• _Excerpted text_:
--- START ---

Nucleotide and Amino Acid Sequences in BioPython
In day to day coding, like many BioPython users, I often used to use just python strings - rather than the Biopython Seq objects which are strings with an associated alphabet. I think that recent releases of Biopython have made the Seq object much more useful, especially in combination with the SeqIO system.
In an effort to get to grips with BioPython's current "alphabet" system, several years ago I started this page. So far it just summarises the IUPAC/IUBMB standards for nucleotide and amino acid "letter" names.
Still under construction...
Nucleotide Alphabet
The nucleotides making up RNA or DNA sequences, taken from IUBMB - Nucleotides:
Symbol | Meaning |
---|---|
G | Guanine |
A | Adenine |
T | Thymine (in DNA) |
C | Cytosine |
U | Uracil (in RNA) |
Then there are the ambigous nucleotide letters:
Symbol | Meaning | Origin of designation |
---|---|---|
R | G or A | puRine |
Y | T or C | pYrimidine |
M | A or C | aMino |
K | G or T | Keto |
S | G or C | Strong interaction (3 H bonds) |
W | A or T | Weak interaction (2 H bonds) |
H | A, C or T | not-G, H follows G in the alphabet |
B | G, T or C | not-A, B follows A in the alphabet |
V | G, C or A | not-T (not-U), V follows U in the alphabet |
D | G, A or T | not-C, D follows C |
N | G, A, T or C | aNy |
Nucleotide Sequences in BioPython
Right then... DNA and RNA... unambiguous and ambiguous...

--- END ---

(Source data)

--- START ---

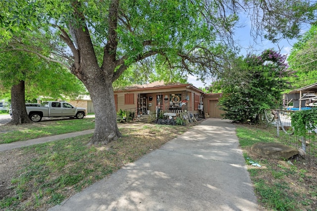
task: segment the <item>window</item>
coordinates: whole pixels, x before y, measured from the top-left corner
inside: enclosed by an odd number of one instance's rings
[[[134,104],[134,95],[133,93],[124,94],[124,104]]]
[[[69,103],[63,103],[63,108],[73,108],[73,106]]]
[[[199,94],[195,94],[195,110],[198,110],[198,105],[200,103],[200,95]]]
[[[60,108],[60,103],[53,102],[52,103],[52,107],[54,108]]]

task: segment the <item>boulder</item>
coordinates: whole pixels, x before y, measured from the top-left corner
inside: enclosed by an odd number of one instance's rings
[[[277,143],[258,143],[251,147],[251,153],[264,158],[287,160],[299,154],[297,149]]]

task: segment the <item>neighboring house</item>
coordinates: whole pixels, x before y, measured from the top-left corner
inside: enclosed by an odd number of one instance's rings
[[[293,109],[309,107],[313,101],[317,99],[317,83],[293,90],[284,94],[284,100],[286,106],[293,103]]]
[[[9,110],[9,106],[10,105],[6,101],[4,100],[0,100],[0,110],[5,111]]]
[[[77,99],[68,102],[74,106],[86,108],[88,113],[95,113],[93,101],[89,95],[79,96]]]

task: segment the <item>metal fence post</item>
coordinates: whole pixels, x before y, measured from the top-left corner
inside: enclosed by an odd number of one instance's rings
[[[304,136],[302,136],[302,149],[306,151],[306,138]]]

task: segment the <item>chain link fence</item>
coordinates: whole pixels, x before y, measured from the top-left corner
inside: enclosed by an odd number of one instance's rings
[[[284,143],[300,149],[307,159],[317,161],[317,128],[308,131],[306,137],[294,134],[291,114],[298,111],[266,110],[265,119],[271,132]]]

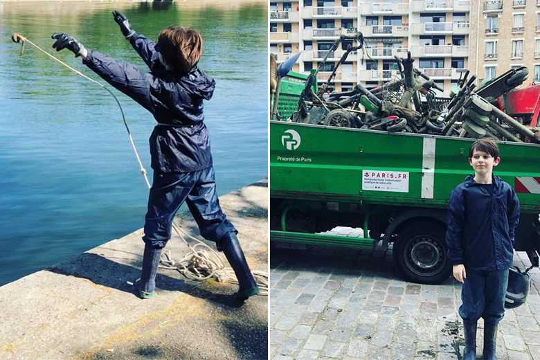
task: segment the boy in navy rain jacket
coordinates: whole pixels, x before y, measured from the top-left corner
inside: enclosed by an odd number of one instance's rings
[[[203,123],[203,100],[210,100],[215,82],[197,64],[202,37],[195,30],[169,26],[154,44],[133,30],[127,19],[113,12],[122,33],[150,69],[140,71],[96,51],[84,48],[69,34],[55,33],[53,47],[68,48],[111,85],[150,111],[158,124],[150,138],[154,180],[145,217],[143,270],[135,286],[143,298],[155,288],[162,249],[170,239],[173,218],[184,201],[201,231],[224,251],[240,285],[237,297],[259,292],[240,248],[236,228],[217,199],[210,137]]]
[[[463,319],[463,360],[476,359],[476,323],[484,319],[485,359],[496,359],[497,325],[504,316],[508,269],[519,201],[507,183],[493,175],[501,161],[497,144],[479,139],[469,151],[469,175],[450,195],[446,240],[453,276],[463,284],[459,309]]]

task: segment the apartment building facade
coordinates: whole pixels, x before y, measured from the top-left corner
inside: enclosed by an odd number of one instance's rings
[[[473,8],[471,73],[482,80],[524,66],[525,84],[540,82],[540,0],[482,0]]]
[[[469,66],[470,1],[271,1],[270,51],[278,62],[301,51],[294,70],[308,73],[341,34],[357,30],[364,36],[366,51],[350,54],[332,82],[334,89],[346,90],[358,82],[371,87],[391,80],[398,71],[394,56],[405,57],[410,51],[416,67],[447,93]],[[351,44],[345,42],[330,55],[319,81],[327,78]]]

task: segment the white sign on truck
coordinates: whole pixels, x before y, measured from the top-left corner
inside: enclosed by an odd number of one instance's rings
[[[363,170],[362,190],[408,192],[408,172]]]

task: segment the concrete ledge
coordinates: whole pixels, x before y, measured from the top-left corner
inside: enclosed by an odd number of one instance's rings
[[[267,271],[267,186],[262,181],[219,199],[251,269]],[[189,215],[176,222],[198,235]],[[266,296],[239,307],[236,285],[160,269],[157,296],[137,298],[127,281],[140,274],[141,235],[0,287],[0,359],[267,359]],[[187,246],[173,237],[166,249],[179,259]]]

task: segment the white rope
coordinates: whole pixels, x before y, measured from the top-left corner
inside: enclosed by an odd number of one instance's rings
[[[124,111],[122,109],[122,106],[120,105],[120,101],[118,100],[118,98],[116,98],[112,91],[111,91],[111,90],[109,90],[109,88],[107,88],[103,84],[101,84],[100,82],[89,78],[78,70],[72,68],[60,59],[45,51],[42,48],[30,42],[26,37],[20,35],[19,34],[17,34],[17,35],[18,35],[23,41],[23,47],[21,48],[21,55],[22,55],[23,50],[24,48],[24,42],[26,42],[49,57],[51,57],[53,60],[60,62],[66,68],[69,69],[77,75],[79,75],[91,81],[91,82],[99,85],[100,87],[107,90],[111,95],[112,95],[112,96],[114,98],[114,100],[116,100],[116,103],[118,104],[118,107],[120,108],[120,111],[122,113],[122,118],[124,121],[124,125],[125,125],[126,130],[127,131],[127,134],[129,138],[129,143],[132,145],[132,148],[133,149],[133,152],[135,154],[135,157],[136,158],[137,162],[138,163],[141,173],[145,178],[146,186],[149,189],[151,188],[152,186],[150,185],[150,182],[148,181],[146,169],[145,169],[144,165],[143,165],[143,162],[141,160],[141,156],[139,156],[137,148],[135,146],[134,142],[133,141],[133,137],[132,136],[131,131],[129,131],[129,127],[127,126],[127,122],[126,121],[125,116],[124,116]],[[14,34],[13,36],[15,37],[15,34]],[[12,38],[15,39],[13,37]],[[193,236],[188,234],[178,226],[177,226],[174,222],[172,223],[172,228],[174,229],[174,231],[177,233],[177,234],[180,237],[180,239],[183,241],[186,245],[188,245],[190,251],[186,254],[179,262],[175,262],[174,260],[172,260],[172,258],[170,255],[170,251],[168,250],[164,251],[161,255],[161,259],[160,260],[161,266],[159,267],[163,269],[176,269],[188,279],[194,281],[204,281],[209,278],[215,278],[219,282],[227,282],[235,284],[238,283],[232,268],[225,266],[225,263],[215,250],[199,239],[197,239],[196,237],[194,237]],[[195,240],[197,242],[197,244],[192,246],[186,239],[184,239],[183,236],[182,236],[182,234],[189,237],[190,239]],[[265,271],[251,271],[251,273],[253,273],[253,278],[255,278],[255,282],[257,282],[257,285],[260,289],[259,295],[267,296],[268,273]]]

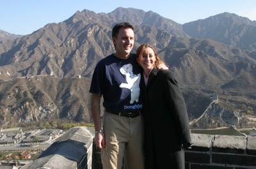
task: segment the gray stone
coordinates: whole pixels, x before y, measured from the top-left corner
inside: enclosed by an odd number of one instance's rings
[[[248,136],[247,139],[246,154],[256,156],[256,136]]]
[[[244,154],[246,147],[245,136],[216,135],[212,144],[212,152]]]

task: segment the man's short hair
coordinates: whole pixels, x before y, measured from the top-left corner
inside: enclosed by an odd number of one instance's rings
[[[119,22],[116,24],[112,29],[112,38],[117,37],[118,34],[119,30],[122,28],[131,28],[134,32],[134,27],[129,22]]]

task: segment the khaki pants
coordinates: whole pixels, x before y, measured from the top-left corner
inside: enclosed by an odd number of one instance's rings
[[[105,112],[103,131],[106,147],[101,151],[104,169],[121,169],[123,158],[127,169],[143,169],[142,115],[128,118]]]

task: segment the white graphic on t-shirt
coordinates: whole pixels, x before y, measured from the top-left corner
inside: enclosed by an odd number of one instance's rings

--- END ---

• _Exercise goal_:
In the BioPython sequences text, can you rewrite the part starting at "Nucleotide and Amino Acid Sequences" and ending at "Still under construction...", changing "strings" to "character strings"?

• _Solution to this problem_:
Nucleotide and Amino Acid Sequences in BioPython
In day to day coding, like many BioPython users, I often used to use just python character strings - rather than the Biopython Seq objects which are character strings with an associated alphabet. I think that recent releases of Biopython have made the Seq object much more useful, especially in combination with the SeqIO system.
In an effort to get to grips with BioPython's current "alphabet" system, several years ago I started this page. So far it just summarises the IUPAC/IUBMB standards for nucleotide and amino acid "letter" names.
Still under construction...